### DOCUMENT EXCERPT

It feels very much like the infamous second season of The Walking Dead, where we, like the survivors, were stuck on a farm. Talk about dragging your feet.
The season also suffers somewhat from an issue I had with the first: it tries to do too much and, at the same time, too little. It wants to be a story about mutant children with powers but also one about journeying in a postapocalyptic world. At the same time, it’s about how far a man will go to find a cure, including breaking his marriage. There are conflicts between various army-like factions that are hinted at and barely developed. It’s also trying to be a virus story, as we are increasingly discovering its true origins.
It’s not impossible for one show to play with lots of ideas well — Battlestar Galactica is a brilliant example of this — but Sweet Tooth’s writers struggle to do so. Just as you are becoming invested in a particular thread, you are yanked away: flashbacks, meetings with people we’ve never met before, shifting alliances that come out of nowhere. Not letting us hold onto a thread, in addition to the dullness of a single location, made the initial episodes somewhat of a slog.
Sweet Tooth’s second season frustrated me, even if it did eventually move me.
The hybrid kids are adorable, tough, and smart. Led by unofficial big sister Wendy (Naledi Murray), a hybrid pig, this charming group includes an elephant, a turtle, and a skunk. But by far the cutest is a little groundhog hybrid, Bobby, who I would officially die for. I wish we got to see more of their smarts, using their abilities and relying on each other. Instead, like us, they are stuck in the prison and only begin showing their skills and interactions during the later episodes.
Aside from the main villain, every performer outdid themselves. Anozie plays the grumpy Tommy, shedding his armor and growing in his love for Gus. I am always wary of unjustifiably cheery children, but Convery plays Gus to perfection. He’s wide-eyed and optimistic but also brave, defiant, and fiercely loyal.

######

> [INSTRUCTIONS]
1. In the Sweet Tooth season two review, which show is named as a brilliant example of one series handling many ideas well?
2. Sum up the Sweet Tooth season two review in two sentences.
3. Continue the Sweet Tooth season two review from where it stops.

### STORED DATA

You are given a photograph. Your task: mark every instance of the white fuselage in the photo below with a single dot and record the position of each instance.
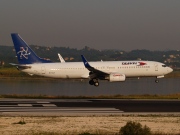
(78, 70)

######

> [ANSWERS BY ITEM]
1. Battlestar Galactica.

2. The reviewer found the second season of Sweet Tooth frustrating: it tries to be too many stories at once and keeps pulling viewers away from each thread, and together with the dullness of a single location this made the early episodes a slog. Still, the season eventually moved the reviewer, who praises the adorable, tough, and smart hybrid kids and says every performer except the main villain outdid themselves.

3.
This season also gave more room for Aimee. The loss of her children makes fierce fuel for her drive, her maternal spikes coming out when anyone threatens them. She had no ties to Tommy and Gus in season 1, but she saves Tommy, and they make a perfect parental duo, hatching a plan to save their cute kids. Aditya becomes more broken this season as Abbott, the leader of The Last Men, forces him to find a cure.
Abbott, played by fellow South African Neil Sandilands, is an odd villain. He appears an omnipresent threat, with an army that can tear through mountains. Yet, his posturing was always unmoored. I could never understand his motivations or goals: he seemed more like an oppositional story device waiting to be a character than a fully fleshed-out person. He was loud, boastful, and egotistical but also very boring. He was neither threatening nor interesting. (I also struggled with his South African accent since I know it so well — but it made little sense when his brother is fully American.)
Season 2, in the end, was a lot of hot air, doing little initially to raise the stakes. Though, in the final episodes, I was often teary due to the lovely main cast and their relationships, it was a struggle to get there. Thankfully, the end of season 2 hints at a long journey for the characters we have come to know and love. Hopefully a return to road trip will provide the much-needed variation on plots and people that was quite missing from this season.
Sweet Tooth season 2 is streaming on Netflix now.